### Consigna A
¿Qué personas aparecen mencionadas por su nombre en el fragmento seleccionado? Enuméralas todas.

### Fragmento seleccionado
Las circunstancias que rodearon a esta debacle son varias. En primer lugar, la propia obra. Según explica el dramaturgo valenciano Juan Alfonso Gil Albors, “es una obra muy difícil, imposible de representar”. Gil Albors como ejemplo cita el final, con un largo monólogo de cuatro páginas del personaje principal, un exceso incluso para finales del XIX; en la nueva versión, muestra, son sólo un par de frases. A ello se unió la presión de los monárquicos que, deseosos de aguarle la fiesta al escritor, le reventaron su gran noche. Si se combina con el dolor por la muerte de su madre, tan importante para él, el escenario –nunca mejor dicho– es desolador. La amargura del autor valenciano fue tal que ordenó destruir las copias impresas del drama. Según algunos autores, sólo se salvaron 25, entre ellas el ejemplar de Pi y Margall.
Cierto es que Blasco Ibáñez tuvo muchos fracasos en vida. Tantos como éxitos. Su existencia se amolda perfectamente a aquella frase que acuñaría décadas después Samuel Beckett en Rumbo a peor: “Cae, cae de nuevo, cae mejor”. Pero en este caso el fracaso teatral estuvo solapado meses después por un éxito: la puesta en marcha del diario El Pueblo. La imagen de la cabecera fue creada por un no menos prometedor pintor llamado Joaquín Sorolla (1863 -1923) en la época que pintaba obras como Trata de blancas o Y aún dicen que el pescado es caro. El diario se convirtió en una referencia e hizo que Blasco olvidara cualquier intento de ser dramaturgo. La llegada del cine, coetánea, fue la puntilla, descubrió un nuevo amor y soslayó de manera definitiva las tablas.

### Datos de entrada
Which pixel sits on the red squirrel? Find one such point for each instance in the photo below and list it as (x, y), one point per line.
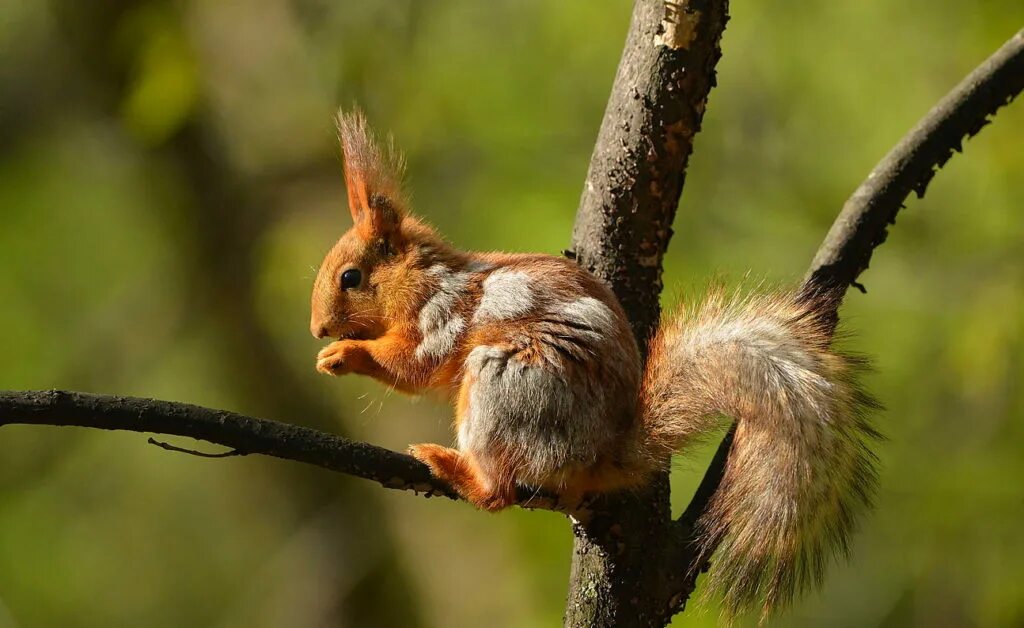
(549, 390)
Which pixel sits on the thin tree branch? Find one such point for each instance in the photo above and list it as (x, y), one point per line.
(249, 434)
(245, 435)
(863, 221)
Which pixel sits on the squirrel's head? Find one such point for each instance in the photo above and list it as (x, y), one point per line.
(365, 276)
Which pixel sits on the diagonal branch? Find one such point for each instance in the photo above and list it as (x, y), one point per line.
(243, 433)
(863, 222)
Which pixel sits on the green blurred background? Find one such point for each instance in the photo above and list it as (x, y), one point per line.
(169, 181)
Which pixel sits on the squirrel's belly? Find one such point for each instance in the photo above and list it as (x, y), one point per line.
(534, 408)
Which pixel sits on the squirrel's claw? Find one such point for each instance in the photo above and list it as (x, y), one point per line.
(331, 360)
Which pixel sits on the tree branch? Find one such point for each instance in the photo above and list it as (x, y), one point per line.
(246, 434)
(863, 222)
(865, 217)
(627, 557)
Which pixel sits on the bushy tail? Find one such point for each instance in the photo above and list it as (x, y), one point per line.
(799, 469)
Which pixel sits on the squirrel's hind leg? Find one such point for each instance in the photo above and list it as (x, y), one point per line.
(462, 471)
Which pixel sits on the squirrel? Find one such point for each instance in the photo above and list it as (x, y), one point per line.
(549, 389)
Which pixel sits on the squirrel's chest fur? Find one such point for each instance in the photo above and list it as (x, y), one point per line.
(537, 354)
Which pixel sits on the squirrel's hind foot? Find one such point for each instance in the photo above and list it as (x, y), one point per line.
(460, 470)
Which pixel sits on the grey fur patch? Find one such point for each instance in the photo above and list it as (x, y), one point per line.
(534, 412)
(507, 294)
(591, 314)
(478, 265)
(439, 324)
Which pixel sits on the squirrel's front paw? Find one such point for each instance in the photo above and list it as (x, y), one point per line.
(331, 360)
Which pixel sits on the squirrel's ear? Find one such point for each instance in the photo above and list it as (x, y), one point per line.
(373, 177)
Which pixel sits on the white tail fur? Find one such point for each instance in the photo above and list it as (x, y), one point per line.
(799, 469)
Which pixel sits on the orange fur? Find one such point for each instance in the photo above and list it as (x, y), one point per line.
(540, 363)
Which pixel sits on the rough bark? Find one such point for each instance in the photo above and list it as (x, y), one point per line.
(863, 222)
(633, 564)
(629, 559)
(865, 217)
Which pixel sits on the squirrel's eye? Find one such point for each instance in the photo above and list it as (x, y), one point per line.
(350, 279)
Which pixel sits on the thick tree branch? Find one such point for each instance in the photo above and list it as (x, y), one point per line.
(627, 556)
(863, 223)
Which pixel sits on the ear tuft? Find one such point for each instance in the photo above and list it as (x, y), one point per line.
(373, 176)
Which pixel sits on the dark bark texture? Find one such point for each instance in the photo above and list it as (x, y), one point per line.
(633, 563)
(630, 559)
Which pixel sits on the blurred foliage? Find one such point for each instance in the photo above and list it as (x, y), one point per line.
(169, 181)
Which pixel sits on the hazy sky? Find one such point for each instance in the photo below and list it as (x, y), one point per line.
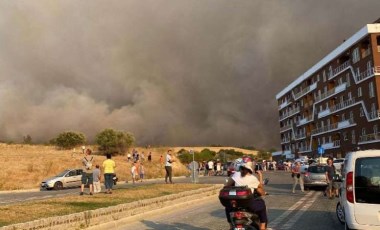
(180, 72)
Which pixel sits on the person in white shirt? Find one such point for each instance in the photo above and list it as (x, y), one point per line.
(245, 177)
(168, 167)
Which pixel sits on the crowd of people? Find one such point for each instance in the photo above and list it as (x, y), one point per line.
(92, 176)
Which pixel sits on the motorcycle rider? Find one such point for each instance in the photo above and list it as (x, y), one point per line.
(246, 178)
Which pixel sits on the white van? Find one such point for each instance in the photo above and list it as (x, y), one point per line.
(359, 203)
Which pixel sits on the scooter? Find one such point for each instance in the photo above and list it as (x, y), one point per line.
(237, 200)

### Consigna B
¿En qué líneas de las entradas aparece la palabra "below"? Localízalas y cópialas completas.

### Respuesta correcta A
Juan Alfonso Gil Albors
Pi y Margall
Blasco Ibáñez
Samuel Beckett
Joaquín Sorolla

### Respuesta correcta B
Which pixel sits on the red squirrel? Find one such point for each instance in the photo below and list it as (x, y), one point per line.
Which pixel sits on the hazy sky? Find one such point for each instance in the photo below and list it as (x, y), one point per line.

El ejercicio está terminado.